Data in this exercise
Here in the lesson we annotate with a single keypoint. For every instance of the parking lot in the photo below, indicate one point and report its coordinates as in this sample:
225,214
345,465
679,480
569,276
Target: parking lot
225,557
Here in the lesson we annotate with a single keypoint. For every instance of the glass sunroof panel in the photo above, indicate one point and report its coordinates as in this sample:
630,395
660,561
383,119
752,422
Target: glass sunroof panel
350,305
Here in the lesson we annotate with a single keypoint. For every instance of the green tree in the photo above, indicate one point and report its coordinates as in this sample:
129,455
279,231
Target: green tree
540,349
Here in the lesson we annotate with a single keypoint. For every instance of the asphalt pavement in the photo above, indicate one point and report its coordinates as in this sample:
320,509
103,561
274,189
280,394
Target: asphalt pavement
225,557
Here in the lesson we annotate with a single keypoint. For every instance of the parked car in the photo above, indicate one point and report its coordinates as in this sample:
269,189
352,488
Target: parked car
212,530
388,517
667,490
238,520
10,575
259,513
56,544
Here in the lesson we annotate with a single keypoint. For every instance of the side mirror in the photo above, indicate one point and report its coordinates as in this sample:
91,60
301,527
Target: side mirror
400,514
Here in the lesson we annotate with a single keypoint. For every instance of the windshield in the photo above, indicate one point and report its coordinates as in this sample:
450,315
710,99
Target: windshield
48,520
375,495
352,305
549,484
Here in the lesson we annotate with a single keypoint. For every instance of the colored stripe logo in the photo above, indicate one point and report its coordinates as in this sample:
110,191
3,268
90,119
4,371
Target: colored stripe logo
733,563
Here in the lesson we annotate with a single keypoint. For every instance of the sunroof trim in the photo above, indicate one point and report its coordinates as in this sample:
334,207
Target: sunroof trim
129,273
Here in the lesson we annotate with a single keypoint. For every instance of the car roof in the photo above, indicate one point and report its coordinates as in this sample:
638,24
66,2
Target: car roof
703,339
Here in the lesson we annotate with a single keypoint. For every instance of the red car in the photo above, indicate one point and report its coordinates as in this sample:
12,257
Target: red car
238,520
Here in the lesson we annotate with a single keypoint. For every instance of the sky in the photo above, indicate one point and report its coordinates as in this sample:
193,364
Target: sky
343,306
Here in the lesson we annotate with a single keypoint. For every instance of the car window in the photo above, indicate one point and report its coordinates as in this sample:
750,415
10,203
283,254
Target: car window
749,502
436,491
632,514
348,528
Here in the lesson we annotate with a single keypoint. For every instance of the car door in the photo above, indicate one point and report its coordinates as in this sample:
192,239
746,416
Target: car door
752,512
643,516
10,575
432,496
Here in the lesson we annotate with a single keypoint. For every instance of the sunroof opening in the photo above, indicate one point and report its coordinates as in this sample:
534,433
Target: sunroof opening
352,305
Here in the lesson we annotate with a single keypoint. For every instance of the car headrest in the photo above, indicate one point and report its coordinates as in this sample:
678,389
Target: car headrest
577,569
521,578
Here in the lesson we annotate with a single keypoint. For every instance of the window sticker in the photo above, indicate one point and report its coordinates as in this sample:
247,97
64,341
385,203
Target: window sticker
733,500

Stated problem
Give back every line of the data above, unchanged and in the same order.

Result of this exercise
Here in the lesson we annotate with a single keypoint. For every instance of the parking lot in the photo below, indicate one point and report its coordinates as in this sample:
225,214
345,465
679,480
569,276
Target: parking lot
225,557
Here in the lesson we annotate with a single keypoint. For every instance of the glass sunroof panel in the photo above, indicate one point and report its coordinates as in this sample:
630,395
660,561
383,119
752,422
Target: glass sunroof panel
350,305
Here in the lesson we annotate with a single keypoint. For every instance of the green tree in the photo above, indicate one point and report its coordinates as in this sample:
129,455
279,231
Target: green tree
540,349
Here in the lesson we annotate with a single keypoint. For every instance of the asphalt pavement in the photo above, indicate one point and report its coordinates as in this sample:
320,509
103,561
274,189
280,394
Target: asphalt pavement
225,557
Here in the lesson we annotate with a single keypoint. For every instance of the parked car in the photo above, indicate one point and report its coordinates as in this sample:
269,189
352,488
Target: parked car
212,530
388,517
667,490
238,520
10,575
259,513
56,544
Here in the lesson we annotate with a single keypoint. For every instance of the side mirror in the photo above, indicate one point and report its coordinates as in this sample:
91,60
301,527
Target: side mirror
400,514
Here in the lesson we annotate with a single keypoint. For every instance of the windshield in the photo above, indicate one point and report its coordinates as in this sample:
450,315
710,99
Target: windshield
48,520
375,495
352,305
549,484
Here in the lesson we annotate with a single keypoint. For every instance of the colored stripe logo in the photo above, indicate one point and report its coordinates as in this sample:
110,191
3,268
90,119
4,371
Target: colored stripe logo
733,563
Here in the lesson we annotate with a single keypoint. For every instance of the sunroof trim in the photo above, indicate one point and report its coordinates as in this sample:
334,207
Target: sunroof trim
129,273
Here in the lesson we annotate with a single keypoint. For every instance of the car roof in the photo above, indicate one point and report its coordinates as in this sample:
638,24
66,2
Target: car roof
703,339
Here in the lesson we annotate with a single keypoint. For every instance of the red car in the photo above, indicate one point and report its coordinates as in this sample:
12,257
Target: red car
238,520
Here in the lesson we annotate with a single keypoint. For every instance of the sky in the photo above, indicate one point and report its coordinates as in this sample:
193,364
Target: sky
343,306
Here in the lesson we annotate with a single keypoint. For every instance of the car window in the photo above, indicate one point and report its coordinates as in this sample:
750,415
10,203
283,254
Target: car window
749,502
436,491
632,514
348,528
Here in the lesson we annotate with a single keypoint. For every instance of the car door in the photo above, indicate one point and report its coordinates as in this sample:
192,239
746,416
Target: car door
752,512
643,516
10,575
432,496
Here in the lesson we annotate with a single keypoint. For every instance of the sunroof opening in the photo above, indicate one point and report its coordinates as in this sample:
534,433
Target: sunroof opening
352,305
Here in the lesson we annotate with a single keypoint. For every instance of the car headrest in the photo above, indicate one point and report its coordinates as in this sample:
678,389
Target: car headrest
577,569
521,578
Here in the lesson we annotate with a single keypoint. For every instance of the window sticker in the photo above, indicate one point and report its coordinates as in this sample:
247,97
64,341
385,203
Target: window sticker
733,500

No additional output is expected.